Aim:
From the industrial relations policy below, reproduce word for word the part that opens with the words containing "The PLP seeks" and closes with "of this strategy.".

Progressive Labour Party - Official Policy – Last amended: National Conference 2007

Industrial Relations Policy

Preamble

The Progressive Labour Party (PLP) industrial relations policy is one part of an overall policy for sustainable development and social justice. Industrial relations legislation should recognize the dignity of productive work, and facilitate healthy, open and cooperative employment relationships. This means that the unequal bargaining power of employers and workers must be recognized, and legislation must address that imbalance.

Australia should move from the current social values system where paid work defines attitude and identity, to a values system where the nature of work is redefined and where value is also placed on community involvement and on unpaid work. Current trends such as the growth in underemployment, the trend towards casual and part time work, and the lack of recognition for domestic work by women and men, make this development important.

Unions provide a voice for workers and, through collective strength, enable working people to organise for better conditions and improved pay.  All working Australians enjoy terms and conditions of employment won by working people through organised trade union struggle. The PLP is committed to an industrial relations system which recognises and supports the central role of trade unions. 

We need to press for democratization in the workplace and active involvement of workers in decision making. The PLP supports democratic involvement of workers at an industry level and greater participation by workers in decisions affecting their work environments, production methods and company direction.

We recognize the interdependence of management and labour and also recognize the need for effective disputes procedures to resolve workplace conflict.

The PLP opposes all anti-worker legislation, including the Workplace Relations Act (WorkChoices) and the penal powers used against employees and their unions. The Workplace Relations Act undermines the important role of unions and makes cooperative industrial relationships less likely.

Legislation must re-establish the primacy of an arbitrated, industry Award system, confirm the central role of the Industrial Relations Commission, and provide a relevant and meaningful legislated safety net to protect those workers most vulnerable to exploitation at work, in particular young people, casual workers, Indigenous workers, workers with disabilities, and workers in industries made up of small workplaces and women.

The PLP seeks a domestic led recovery of the Australian economy. Dealing with unemployment and improving the wages and conditions of those in work is a crucial part of this strategy.

We also propose a more democratic economy, where decisions are made by the people that will be affected by them.  Our regional development policy and our investment in getting Australia back to economic and industrial stability will involve workers, unions, employers and local communities in economic decision making, restoring some control over our own destiny.

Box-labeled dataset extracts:
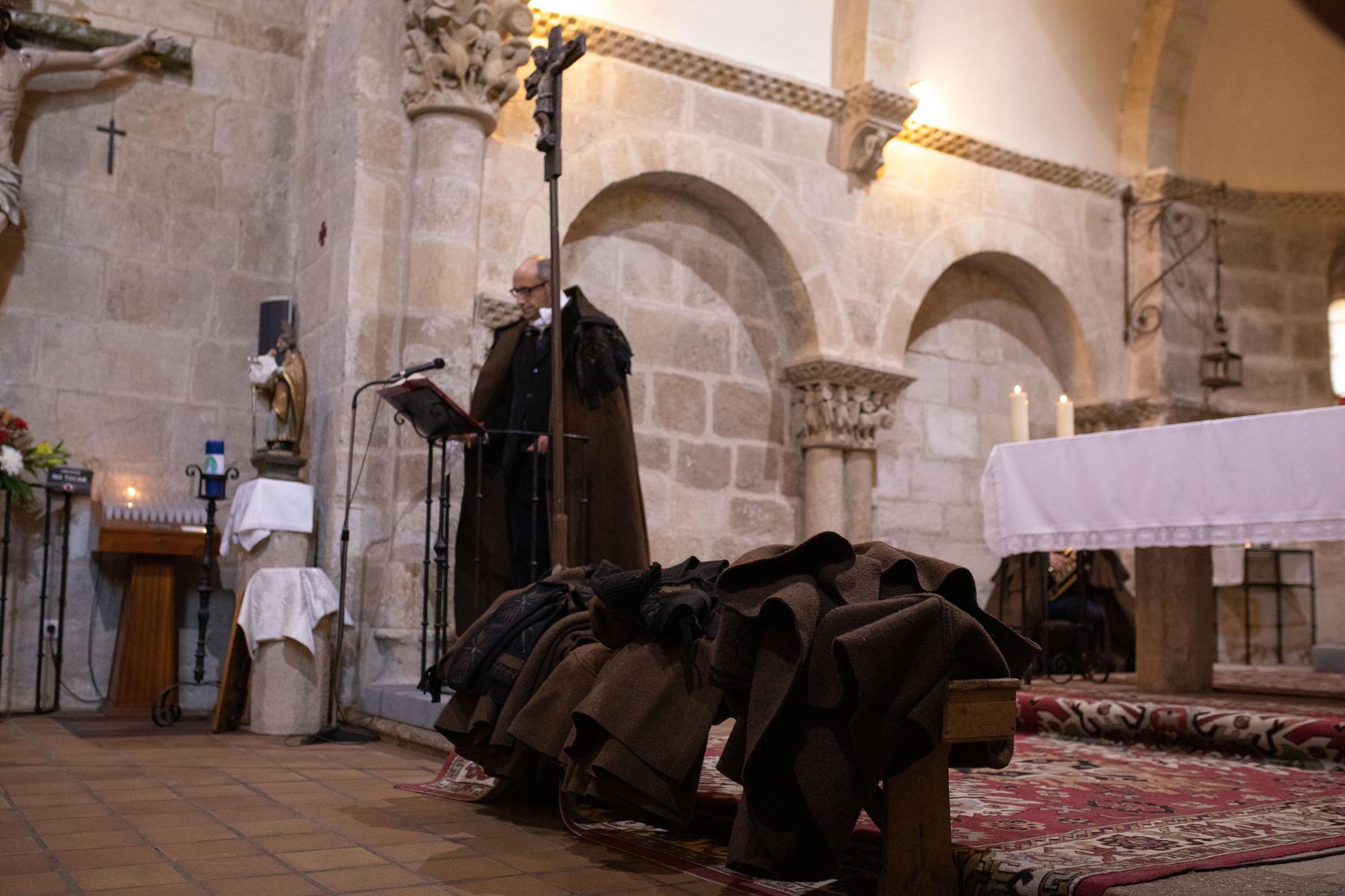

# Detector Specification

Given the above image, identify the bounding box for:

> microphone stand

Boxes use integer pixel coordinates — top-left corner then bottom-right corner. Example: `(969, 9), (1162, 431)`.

(303, 376), (401, 747)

Task response:
The PLP seeks a domestic led recovery of the Australian economy. Dealing with unemployment and improving the wages and conditions of those in work is a crucial part of this strategy.